» Exercise requirements
Repeat word for word everything from the line containing "[point] black riding" down to the end of the items below, including both of those lines.

* BEGIN Supplied records *

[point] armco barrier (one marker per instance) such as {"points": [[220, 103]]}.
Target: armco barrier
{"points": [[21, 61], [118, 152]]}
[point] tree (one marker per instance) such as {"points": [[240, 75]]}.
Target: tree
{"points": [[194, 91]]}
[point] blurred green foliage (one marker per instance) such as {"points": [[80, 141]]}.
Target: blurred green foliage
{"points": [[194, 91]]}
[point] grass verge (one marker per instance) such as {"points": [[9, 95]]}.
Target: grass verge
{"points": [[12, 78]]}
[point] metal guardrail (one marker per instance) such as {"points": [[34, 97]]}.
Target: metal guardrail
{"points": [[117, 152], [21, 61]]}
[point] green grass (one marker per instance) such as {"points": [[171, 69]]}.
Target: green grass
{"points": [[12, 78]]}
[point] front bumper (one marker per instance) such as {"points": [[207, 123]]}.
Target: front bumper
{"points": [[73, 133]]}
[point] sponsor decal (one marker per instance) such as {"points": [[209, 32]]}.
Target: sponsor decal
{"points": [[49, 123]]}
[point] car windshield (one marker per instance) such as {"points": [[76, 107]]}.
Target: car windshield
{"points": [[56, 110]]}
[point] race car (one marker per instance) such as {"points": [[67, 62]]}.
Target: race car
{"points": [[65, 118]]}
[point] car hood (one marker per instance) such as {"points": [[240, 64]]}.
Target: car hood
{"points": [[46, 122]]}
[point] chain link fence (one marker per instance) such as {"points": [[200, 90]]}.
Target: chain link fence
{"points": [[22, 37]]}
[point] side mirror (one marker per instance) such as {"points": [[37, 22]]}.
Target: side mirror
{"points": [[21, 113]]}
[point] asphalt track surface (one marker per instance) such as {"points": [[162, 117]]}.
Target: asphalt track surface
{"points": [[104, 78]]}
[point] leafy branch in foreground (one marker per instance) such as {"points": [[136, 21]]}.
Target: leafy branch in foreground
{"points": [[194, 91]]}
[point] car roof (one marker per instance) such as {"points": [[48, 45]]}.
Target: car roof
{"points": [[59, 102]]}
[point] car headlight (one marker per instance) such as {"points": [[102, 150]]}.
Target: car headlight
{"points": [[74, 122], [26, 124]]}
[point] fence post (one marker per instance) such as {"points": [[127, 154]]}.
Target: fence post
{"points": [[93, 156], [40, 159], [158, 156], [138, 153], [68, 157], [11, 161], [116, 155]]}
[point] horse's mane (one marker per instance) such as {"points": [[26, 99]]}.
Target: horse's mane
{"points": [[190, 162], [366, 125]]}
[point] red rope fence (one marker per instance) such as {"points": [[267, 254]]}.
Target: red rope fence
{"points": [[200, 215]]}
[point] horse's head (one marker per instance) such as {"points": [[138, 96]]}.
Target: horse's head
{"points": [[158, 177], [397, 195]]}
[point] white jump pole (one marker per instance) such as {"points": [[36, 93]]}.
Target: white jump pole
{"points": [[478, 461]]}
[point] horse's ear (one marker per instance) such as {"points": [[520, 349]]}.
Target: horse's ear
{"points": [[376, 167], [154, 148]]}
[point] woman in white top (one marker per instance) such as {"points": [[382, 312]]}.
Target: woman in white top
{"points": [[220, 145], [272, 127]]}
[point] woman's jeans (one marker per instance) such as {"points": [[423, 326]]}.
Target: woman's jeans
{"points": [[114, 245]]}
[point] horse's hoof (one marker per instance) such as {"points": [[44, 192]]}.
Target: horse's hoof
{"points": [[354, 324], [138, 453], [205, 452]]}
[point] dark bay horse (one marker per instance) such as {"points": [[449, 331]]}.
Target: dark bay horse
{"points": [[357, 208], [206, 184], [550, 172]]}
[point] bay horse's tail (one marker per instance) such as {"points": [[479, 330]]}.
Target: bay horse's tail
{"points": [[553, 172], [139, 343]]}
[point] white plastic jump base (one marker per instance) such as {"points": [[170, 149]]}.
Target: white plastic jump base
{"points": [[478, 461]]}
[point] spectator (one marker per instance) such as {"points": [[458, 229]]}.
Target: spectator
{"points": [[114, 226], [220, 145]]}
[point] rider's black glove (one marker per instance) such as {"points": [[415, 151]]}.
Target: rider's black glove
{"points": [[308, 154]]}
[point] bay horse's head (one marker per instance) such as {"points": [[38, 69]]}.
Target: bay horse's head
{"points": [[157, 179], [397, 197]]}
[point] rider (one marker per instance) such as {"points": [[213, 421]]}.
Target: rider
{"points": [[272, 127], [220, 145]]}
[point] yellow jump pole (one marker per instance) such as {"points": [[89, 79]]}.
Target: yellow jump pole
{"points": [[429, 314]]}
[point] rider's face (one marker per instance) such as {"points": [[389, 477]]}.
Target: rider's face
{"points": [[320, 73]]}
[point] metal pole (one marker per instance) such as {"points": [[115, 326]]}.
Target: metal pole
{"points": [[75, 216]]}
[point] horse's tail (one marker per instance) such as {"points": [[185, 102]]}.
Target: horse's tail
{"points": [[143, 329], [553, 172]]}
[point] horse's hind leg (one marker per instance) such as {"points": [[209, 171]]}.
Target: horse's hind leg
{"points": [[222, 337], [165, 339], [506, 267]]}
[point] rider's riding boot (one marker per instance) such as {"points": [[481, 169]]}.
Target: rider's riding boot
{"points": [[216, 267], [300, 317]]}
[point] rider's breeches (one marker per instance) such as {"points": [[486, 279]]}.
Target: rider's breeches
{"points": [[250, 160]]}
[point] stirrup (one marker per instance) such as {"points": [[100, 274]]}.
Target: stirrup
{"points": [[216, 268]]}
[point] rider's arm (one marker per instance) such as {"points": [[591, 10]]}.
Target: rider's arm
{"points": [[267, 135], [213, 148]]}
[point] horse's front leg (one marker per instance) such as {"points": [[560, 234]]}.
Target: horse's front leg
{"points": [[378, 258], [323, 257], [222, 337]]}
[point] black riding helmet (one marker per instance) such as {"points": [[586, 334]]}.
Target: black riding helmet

* END Supplied records *

» Problem solution
[point] black riding helmet (one marker per instance) such as {"points": [[586, 334]]}.
Target: black riding helmet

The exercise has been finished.